▶ _What is needed_:
If a line holds the word "shelf", copy it from the entries.

▶ _Supplied entries_:
● ● ● ●

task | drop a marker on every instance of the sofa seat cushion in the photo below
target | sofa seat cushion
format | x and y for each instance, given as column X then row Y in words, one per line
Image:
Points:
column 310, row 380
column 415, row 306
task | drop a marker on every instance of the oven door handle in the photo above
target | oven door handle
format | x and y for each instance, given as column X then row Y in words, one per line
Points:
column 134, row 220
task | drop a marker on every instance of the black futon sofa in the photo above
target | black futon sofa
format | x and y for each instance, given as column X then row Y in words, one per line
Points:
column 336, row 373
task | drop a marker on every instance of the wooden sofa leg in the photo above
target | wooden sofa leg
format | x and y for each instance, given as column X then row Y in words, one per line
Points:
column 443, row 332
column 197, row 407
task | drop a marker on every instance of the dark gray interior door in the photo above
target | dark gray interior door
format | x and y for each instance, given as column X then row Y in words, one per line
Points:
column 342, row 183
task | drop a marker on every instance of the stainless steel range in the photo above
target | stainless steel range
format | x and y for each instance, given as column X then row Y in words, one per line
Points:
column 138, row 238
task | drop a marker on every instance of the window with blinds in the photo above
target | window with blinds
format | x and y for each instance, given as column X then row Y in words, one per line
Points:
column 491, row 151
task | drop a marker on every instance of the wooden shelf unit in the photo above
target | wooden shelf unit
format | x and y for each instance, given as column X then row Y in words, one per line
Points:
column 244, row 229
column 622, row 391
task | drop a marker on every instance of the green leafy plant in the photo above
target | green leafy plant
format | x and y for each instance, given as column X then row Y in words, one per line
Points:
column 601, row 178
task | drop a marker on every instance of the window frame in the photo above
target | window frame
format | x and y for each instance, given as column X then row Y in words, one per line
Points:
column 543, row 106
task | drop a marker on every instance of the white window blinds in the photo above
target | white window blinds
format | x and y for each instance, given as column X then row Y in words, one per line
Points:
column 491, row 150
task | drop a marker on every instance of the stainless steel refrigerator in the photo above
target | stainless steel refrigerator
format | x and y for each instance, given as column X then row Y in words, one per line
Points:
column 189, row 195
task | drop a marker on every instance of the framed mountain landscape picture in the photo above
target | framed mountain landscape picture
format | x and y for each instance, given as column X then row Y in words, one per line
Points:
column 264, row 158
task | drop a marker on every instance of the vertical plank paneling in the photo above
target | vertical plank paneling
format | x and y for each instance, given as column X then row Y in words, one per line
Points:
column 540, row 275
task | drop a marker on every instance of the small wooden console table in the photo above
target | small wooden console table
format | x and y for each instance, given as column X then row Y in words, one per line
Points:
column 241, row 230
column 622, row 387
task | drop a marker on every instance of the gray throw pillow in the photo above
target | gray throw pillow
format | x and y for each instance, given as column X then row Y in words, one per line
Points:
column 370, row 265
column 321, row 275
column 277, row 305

● ● ● ●

▶ _Solved exercise_:
task | drop a marker on every instance of the wooden shelf unit in the photo above
target | wooden shelf unit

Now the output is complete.